Brèves de l’immobilier #1
Reinhart Marville Torre vous propose un résumé mensuel des décisions les plus importantes, ainsi que des analyses et des commentaires de notre équipe Immobilier et Urbanisme.
Baux commerciaux
Etat des risques et absence de nullité automatique du bail : la cour de cassation persiste et signe.
La cour de cassation est venue réaffirmer qu’il appartient aux juges du fond de rechercher si le manquement imputé au bailleur est d’une gravité suffisante pour justifier la résiliation du bail.
Dans cette espèce, qui revenait pour la seconde fois devant la Cour de cassation, la Cour d’appel de Paris avait considéré que la communication d’un état des risques de moins de 6 mois constitue une obligation légale d’information à la charge de la bailleresse, dont le non-respect autorise le locataire à poursuivre la résolution du bail, sans avoir à démontrer un préjudice (CA Paris, Pôle 5 — ch.3, 2 février 2022, n°20/14673). La 3ème chambre civile de la Cour de cassation a censuré cet arrêt, au motif qu’il appartient au juge du fond de rechercher si le manquement reproché au bailleur est suffisamment grave pour justifier la résiliation du bail.

◇ ◇ ◇ ◇ ◇

◆ **Travail demandé**:
• 1. Selon la brève sur les baux commerciaux, quelle juridiction avait jugé que la communication d'un état des risques de moins de 6 mois constitue une obligation légale d'information à la charge de la bailleresse ?
• 2. Extrayez, s'il vous plaît, de la brève sur les baux commerciaux le passage allant de « Dans cette espèce, qui » jusqu'à « grave pour justifier la résiliation du bail. ».
Vous n'aurez pas besoin des entrées.

◇ ◇ ◇ ◇ ◇

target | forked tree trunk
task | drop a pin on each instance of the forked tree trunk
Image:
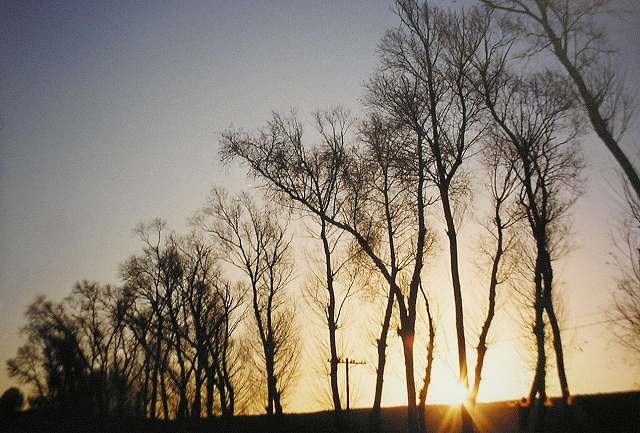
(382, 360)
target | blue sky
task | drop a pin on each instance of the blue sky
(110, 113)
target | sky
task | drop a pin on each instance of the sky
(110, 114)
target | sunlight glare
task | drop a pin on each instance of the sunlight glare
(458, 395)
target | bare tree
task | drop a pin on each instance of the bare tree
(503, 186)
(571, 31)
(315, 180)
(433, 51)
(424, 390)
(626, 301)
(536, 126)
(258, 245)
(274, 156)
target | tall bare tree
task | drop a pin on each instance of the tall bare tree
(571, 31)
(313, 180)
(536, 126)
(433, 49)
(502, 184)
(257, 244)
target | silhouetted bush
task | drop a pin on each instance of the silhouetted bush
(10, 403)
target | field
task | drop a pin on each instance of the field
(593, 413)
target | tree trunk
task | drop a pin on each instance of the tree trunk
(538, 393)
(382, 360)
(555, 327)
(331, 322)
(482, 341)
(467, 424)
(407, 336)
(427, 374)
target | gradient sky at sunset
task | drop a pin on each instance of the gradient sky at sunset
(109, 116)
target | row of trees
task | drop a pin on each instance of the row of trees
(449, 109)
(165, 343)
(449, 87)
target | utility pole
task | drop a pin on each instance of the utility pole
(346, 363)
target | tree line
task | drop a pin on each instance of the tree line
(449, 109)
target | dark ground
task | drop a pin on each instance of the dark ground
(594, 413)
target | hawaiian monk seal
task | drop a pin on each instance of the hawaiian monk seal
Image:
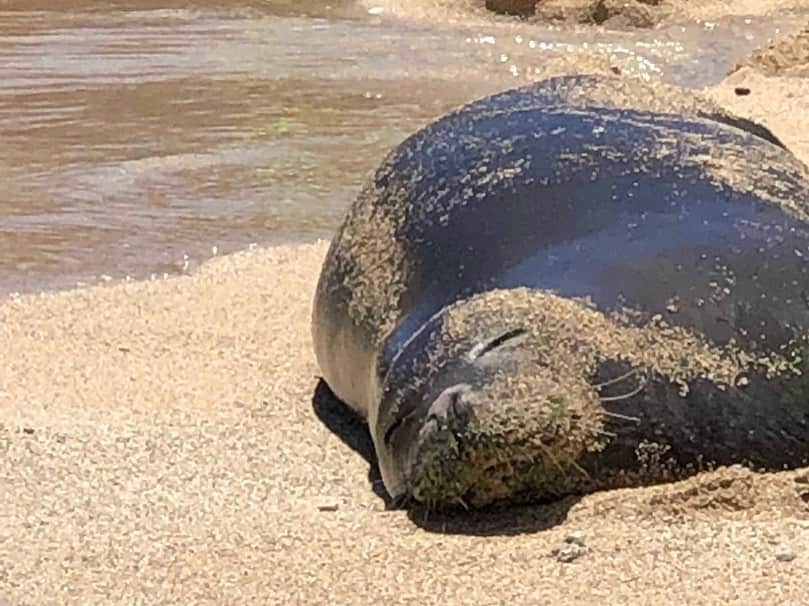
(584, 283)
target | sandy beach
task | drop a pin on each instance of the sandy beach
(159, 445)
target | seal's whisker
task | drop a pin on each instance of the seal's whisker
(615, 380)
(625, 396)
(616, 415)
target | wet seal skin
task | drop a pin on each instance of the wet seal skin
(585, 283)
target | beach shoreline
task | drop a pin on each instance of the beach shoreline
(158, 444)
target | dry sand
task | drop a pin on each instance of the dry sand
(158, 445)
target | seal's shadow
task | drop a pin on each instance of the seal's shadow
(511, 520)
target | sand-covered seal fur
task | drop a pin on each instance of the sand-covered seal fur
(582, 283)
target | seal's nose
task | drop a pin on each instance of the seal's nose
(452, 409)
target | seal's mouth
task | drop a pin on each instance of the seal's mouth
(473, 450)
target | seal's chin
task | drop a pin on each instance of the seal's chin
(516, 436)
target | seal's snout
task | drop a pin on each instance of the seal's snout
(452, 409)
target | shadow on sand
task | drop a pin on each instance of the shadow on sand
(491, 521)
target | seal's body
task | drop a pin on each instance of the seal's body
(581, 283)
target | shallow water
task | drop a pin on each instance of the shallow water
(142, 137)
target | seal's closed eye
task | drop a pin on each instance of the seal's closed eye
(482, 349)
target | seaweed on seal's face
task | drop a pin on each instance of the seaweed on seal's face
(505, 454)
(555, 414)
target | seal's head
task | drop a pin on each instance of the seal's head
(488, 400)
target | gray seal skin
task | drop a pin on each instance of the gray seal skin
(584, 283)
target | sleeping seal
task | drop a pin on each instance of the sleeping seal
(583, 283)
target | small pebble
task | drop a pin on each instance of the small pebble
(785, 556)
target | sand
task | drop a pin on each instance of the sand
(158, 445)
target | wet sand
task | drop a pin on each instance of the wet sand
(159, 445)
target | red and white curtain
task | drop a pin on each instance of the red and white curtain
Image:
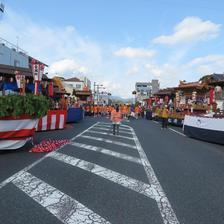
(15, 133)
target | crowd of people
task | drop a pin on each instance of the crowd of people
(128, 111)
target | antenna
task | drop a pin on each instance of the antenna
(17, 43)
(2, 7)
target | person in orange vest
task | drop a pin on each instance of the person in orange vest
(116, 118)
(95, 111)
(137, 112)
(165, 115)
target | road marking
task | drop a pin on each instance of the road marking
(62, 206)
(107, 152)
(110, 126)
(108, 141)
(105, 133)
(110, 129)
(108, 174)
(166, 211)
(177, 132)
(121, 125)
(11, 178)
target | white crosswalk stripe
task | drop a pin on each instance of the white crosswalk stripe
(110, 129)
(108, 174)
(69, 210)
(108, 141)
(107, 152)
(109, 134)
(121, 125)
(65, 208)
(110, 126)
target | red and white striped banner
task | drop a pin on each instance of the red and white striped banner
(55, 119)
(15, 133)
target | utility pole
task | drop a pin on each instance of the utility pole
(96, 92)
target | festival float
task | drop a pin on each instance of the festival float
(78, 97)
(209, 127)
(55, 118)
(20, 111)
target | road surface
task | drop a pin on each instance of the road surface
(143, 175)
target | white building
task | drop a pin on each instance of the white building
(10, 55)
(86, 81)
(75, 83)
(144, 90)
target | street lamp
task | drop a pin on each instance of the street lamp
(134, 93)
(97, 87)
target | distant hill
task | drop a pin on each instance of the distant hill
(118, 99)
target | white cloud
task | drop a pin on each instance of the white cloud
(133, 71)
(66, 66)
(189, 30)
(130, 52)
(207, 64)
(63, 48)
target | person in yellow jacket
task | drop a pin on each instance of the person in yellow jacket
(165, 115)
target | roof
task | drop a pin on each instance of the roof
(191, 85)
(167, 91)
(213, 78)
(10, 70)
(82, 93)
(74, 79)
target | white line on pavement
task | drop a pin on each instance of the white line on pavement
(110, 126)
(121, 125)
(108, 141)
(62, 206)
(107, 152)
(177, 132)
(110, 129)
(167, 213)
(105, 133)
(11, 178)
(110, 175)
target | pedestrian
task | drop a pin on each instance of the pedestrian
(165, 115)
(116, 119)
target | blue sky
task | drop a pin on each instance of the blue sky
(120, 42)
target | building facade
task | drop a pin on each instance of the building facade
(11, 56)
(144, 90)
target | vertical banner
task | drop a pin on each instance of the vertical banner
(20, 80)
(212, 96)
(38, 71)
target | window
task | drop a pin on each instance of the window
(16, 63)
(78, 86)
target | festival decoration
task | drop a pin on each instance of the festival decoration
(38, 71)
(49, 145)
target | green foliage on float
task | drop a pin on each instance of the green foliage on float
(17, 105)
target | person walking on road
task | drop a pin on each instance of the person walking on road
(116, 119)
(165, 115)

◇ ◇ ◇ ◇ ◇

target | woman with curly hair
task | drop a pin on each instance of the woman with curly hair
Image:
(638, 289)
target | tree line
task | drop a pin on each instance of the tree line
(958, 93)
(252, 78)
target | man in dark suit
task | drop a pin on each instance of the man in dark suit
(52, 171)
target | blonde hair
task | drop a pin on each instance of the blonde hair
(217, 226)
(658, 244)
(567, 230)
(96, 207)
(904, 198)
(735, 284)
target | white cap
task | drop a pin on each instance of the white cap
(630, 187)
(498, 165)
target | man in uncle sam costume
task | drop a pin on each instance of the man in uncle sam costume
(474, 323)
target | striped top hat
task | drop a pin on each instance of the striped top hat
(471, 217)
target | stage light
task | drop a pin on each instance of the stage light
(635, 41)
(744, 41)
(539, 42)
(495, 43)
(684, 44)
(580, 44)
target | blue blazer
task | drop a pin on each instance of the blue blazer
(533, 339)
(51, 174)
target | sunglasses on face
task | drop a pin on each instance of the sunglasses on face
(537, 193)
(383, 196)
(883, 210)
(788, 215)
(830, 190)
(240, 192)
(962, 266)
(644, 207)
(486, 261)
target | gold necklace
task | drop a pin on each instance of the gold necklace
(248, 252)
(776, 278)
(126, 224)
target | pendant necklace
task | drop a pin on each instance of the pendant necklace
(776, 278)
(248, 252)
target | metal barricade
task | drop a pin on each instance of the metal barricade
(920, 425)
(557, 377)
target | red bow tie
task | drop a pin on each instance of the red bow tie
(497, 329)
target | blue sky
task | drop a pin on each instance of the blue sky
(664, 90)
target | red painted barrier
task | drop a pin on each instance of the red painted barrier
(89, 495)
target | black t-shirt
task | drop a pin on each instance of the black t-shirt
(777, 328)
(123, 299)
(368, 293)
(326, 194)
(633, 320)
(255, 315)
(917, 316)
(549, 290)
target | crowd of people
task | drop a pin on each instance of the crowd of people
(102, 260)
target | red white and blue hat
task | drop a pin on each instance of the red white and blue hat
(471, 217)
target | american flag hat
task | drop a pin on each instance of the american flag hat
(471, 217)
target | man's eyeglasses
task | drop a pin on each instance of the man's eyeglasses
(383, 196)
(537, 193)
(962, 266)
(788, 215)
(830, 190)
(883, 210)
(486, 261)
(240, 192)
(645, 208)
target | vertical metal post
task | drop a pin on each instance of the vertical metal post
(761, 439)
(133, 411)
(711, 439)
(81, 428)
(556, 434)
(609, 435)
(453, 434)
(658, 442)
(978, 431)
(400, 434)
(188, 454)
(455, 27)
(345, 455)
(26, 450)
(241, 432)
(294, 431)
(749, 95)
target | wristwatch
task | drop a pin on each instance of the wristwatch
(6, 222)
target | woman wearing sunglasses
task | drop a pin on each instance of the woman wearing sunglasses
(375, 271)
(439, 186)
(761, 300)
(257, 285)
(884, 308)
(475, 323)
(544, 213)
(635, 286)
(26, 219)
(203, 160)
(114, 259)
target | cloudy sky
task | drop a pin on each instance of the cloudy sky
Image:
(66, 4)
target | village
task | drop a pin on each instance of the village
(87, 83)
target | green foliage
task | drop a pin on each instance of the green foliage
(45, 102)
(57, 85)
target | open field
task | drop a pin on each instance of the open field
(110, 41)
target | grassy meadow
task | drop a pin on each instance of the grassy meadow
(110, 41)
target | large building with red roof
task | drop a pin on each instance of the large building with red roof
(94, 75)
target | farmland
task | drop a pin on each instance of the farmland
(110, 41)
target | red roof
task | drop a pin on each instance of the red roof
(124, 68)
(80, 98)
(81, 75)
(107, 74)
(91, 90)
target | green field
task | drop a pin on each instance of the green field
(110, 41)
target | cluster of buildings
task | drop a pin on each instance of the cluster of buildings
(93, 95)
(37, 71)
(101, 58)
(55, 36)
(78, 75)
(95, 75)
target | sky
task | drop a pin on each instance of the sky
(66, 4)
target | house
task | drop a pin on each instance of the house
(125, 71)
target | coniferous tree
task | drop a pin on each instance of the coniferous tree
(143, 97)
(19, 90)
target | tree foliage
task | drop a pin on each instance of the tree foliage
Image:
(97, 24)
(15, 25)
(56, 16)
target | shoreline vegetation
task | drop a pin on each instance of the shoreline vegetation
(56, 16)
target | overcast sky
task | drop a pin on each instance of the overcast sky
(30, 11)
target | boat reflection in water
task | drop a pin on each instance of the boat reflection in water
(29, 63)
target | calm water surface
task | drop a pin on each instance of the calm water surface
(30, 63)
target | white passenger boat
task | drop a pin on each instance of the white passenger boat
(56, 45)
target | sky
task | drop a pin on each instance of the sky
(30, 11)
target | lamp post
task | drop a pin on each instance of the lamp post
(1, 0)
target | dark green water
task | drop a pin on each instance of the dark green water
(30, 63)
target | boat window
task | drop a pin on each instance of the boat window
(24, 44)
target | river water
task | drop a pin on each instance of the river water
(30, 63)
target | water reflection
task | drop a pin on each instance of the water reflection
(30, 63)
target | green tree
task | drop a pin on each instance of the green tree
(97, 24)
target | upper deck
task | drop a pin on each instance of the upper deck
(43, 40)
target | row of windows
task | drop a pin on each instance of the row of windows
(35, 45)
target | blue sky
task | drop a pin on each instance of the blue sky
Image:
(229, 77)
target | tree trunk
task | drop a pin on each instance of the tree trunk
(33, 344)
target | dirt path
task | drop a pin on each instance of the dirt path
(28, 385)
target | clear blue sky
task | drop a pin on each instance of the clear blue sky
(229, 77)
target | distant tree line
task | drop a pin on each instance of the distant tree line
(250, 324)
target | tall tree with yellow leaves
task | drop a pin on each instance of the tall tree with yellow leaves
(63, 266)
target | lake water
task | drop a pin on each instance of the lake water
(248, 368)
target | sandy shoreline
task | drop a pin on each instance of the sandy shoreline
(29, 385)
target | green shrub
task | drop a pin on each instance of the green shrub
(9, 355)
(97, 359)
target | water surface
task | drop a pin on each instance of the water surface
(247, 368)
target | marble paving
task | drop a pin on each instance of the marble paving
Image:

◇ ◇ ◇ ◇ ◇

◆ **Liste des solutions**:
• 1. La Cour d'appel de Paris.

• 2.
Dans cette espèce, qui revenait pour la seconde fois devant la Cour de cassation, la Cour d’appel de Paris avait considéré que la communication d’un état des risques de moins de 6 mois constitue une obligation légale d’information à la charge de la bailleresse, dont le non-respect autorise le locataire à poursuivre la résolution du bail, sans avoir à démontrer un préjudice (CA Paris, Pôle 5 — ch.3, 2 février 2022, n°20/14673). La 3ème chambre civile de la Cour de cassation a censuré cet arrêt, au motif qu’il appartient au juge du fond de rechercher si le manquement reproché au bailleur est suffisamment grave pour justifier la résiliation du bail.